Image point grounding data
□ □ □

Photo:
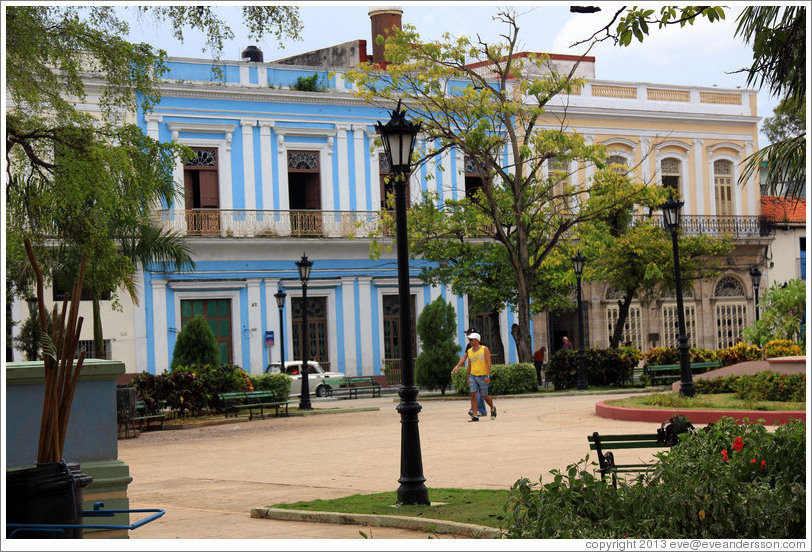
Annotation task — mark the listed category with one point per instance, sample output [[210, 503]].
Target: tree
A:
[[469, 99], [783, 314], [788, 121], [436, 328], [196, 344]]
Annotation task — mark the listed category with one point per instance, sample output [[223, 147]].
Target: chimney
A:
[[252, 53], [383, 19]]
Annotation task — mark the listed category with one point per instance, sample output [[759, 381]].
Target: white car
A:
[[316, 376]]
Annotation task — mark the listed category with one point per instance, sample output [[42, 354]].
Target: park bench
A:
[[603, 445], [353, 384], [143, 416], [237, 401], [669, 373]]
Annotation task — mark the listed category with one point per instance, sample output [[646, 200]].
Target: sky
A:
[[704, 54]]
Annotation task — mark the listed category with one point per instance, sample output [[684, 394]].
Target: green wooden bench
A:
[[605, 444], [669, 373], [353, 384], [144, 416], [237, 401]]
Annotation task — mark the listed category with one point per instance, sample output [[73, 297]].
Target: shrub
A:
[[196, 344], [740, 352], [436, 327], [756, 489], [278, 383], [506, 379], [603, 366], [781, 347]]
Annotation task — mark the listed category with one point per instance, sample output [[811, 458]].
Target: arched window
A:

□ □ □

**WHAT YOU NEED TO DO:**
Without the pictures, give the entries above back exactly.

**RESPONSE FOR THIS EXERCISE:**
Photo:
Annotation task — mark the listed category with one point per instance, sample output [[210, 503]].
Target: tree
A:
[[469, 99], [783, 314], [788, 121], [436, 328], [196, 344]]
Annotation task — mark the listed category with one point per instance, sample output [[223, 147]].
Target: chimney
A:
[[252, 53], [383, 19]]
Annotation task — mark the listed category with one point per instance, sample output [[759, 381]].
Target: white car
A:
[[316, 376]]
Annotation task — mark the listed category with one point per instance, sample output [[42, 354]].
Target: park bench
A:
[[603, 445], [353, 384], [143, 416], [237, 401], [669, 373]]
Annotation task — mark the listed category with one point per instance, sample output [[646, 200]].
Target: sky
A:
[[704, 54]]
Annotation task — mark the listed category with one point per instance, sample output [[684, 394]].
Target: green wooden bench
A:
[[605, 444], [669, 373], [353, 384], [144, 416], [237, 401]]
Annotation task — mark the listed category with one point per instance, sample output [[73, 297]].
Target: shrub
A:
[[196, 344], [740, 352], [436, 327], [756, 489], [278, 383], [506, 379], [603, 366], [781, 347]]
Annotation task — mark the listed category with one point per instance, sample output [[811, 458]].
Target: arched window
A:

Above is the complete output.